## Exercise requirements:
Provide an exact repetition of every entry, with no word altered.

## Records to use:
____________________
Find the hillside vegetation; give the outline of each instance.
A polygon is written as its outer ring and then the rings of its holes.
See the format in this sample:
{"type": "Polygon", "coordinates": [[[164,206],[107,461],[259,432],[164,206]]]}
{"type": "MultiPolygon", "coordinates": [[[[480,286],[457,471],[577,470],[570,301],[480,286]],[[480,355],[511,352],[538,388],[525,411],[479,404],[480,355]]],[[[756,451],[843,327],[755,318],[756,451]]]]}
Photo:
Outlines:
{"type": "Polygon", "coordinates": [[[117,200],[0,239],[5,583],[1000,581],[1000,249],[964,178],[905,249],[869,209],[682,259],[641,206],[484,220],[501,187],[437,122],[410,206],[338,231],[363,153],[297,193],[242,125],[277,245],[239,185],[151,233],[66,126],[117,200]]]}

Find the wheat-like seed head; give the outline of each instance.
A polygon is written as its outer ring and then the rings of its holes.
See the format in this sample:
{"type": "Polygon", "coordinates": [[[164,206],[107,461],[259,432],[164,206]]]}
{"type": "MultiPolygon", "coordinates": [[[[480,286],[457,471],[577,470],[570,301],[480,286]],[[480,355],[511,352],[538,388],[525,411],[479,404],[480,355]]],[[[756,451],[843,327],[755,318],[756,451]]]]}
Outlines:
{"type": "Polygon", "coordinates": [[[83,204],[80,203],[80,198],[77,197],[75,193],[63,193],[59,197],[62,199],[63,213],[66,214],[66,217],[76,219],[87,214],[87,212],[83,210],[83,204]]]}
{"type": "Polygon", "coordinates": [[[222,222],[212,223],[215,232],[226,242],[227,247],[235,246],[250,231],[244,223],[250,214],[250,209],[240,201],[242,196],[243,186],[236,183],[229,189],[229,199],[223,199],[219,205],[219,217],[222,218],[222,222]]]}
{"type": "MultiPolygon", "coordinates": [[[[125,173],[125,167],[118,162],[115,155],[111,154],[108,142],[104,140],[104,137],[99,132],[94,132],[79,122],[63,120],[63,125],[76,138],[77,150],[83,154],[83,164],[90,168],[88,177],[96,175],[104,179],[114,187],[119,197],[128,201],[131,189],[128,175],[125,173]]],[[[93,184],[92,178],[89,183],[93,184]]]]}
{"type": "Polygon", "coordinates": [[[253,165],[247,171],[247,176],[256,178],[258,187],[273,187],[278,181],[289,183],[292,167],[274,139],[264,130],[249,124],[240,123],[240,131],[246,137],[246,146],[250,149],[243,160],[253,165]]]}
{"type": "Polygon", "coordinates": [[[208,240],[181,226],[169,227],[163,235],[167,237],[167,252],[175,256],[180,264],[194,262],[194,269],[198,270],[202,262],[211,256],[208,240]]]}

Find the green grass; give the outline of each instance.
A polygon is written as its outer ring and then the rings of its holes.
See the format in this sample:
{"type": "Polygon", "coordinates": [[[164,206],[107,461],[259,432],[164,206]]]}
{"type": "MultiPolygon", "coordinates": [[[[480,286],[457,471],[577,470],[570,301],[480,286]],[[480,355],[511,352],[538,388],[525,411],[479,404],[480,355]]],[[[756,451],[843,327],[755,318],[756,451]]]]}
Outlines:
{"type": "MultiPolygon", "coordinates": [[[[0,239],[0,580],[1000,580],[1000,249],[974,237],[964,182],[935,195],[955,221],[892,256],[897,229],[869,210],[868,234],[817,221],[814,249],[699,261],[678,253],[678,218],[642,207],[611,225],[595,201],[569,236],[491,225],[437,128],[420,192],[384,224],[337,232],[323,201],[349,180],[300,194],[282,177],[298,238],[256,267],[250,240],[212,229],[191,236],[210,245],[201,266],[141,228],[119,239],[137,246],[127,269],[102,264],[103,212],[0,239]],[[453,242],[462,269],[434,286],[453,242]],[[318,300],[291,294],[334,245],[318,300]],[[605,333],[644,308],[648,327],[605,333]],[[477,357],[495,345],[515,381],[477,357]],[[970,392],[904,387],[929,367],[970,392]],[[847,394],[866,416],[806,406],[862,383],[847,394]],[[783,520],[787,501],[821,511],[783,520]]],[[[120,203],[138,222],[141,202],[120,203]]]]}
____________________
## Reply to the exercise:
Find the hillside vegetation; give the outline of each instance.
A polygon is written as its outer ring and then the rings of its holes.
See the format in this sample:
{"type": "Polygon", "coordinates": [[[164,206],[107,461],[259,432],[164,206]]]}
{"type": "MultiPolygon", "coordinates": [[[[480,286],[457,471],[577,470],[570,301],[480,286]],[[480,355],[511,352],[538,388],[525,411],[479,404],[480,355]]],[[[756,451],[843,327],[755,318],[756,451]]]]}
Photo:
Outlines:
{"type": "Polygon", "coordinates": [[[117,200],[0,239],[5,583],[1000,581],[1000,249],[964,178],[905,249],[869,209],[682,259],[641,206],[484,220],[501,187],[437,122],[410,206],[338,231],[363,153],[297,193],[242,125],[277,245],[239,185],[151,233],[66,126],[117,200]]]}

Find the wheat-like seed head; give the outline of each instance.
A polygon is written as its outer ring and then the rings of its holes.
See the format in this sample:
{"type": "Polygon", "coordinates": [[[164,206],[107,461],[259,432],[164,206]]]}
{"type": "MultiPolygon", "coordinates": [[[[480,286],[457,471],[577,470],[570,301],[480,286]],[[480,355],[511,352],[538,388],[525,411],[479,404],[480,355]]],[[[756,451],[843,327],[755,318],[756,451]]]]}
Outlines:
{"type": "Polygon", "coordinates": [[[83,204],[80,203],[80,198],[77,197],[75,193],[63,193],[59,197],[62,199],[63,213],[66,214],[66,217],[76,219],[87,214],[87,212],[83,210],[83,204]]]}
{"type": "Polygon", "coordinates": [[[222,222],[212,223],[215,232],[226,242],[227,247],[235,246],[250,231],[244,223],[250,214],[250,209],[240,201],[242,196],[243,186],[236,183],[229,189],[229,199],[223,199],[219,205],[219,217],[222,218],[222,222]]]}
{"type": "MultiPolygon", "coordinates": [[[[125,173],[125,167],[118,162],[115,155],[111,154],[108,142],[104,140],[104,137],[99,132],[94,132],[79,122],[63,120],[63,125],[76,138],[77,150],[83,154],[83,164],[90,168],[88,177],[96,175],[104,179],[114,187],[119,197],[128,201],[131,189],[128,175],[125,173]]],[[[93,184],[92,178],[89,183],[93,184]]]]}
{"type": "Polygon", "coordinates": [[[253,165],[247,171],[247,176],[256,178],[258,187],[273,187],[278,181],[289,183],[292,167],[274,139],[264,130],[249,124],[240,123],[240,131],[246,137],[246,146],[250,149],[243,160],[253,165]]]}
{"type": "Polygon", "coordinates": [[[208,240],[181,226],[169,227],[163,235],[167,237],[167,252],[175,256],[180,264],[194,262],[194,269],[198,270],[202,262],[211,256],[208,240]]]}

Find the green grass; give the outline of each instance.
A polygon is written as its outer ring and then the rings of its holes.
See the format in this sample:
{"type": "Polygon", "coordinates": [[[164,206],[107,461],[259,432],[164,206]]]}
{"type": "MultiPolygon", "coordinates": [[[[480,286],[457,471],[577,470],[570,301],[480,286]],[[480,355],[511,352],[538,388],[525,411],[479,404],[480,355]]],[[[756,451],[843,327],[755,318],[756,451]]]]}
Outlines:
{"type": "MultiPolygon", "coordinates": [[[[0,239],[0,580],[1000,580],[1000,249],[974,237],[964,182],[935,195],[955,221],[892,256],[897,229],[869,210],[868,234],[817,221],[814,249],[699,261],[678,253],[678,218],[642,207],[611,225],[595,201],[569,236],[491,225],[437,128],[420,192],[384,224],[337,232],[323,201],[349,180],[300,194],[282,177],[298,238],[256,267],[250,240],[212,229],[191,236],[210,245],[201,266],[141,228],[119,239],[137,246],[127,269],[102,264],[103,212],[0,239]],[[453,242],[462,269],[434,286],[453,242]],[[318,300],[291,294],[334,245],[318,300]],[[605,333],[644,308],[648,327],[605,333]],[[477,357],[495,345],[515,381],[477,357]],[[970,392],[904,387],[929,367],[970,392]],[[847,394],[866,416],[806,406],[862,383],[847,394]],[[783,520],[787,501],[821,511],[783,520]]],[[[120,203],[138,222],[141,202],[120,203]]]]}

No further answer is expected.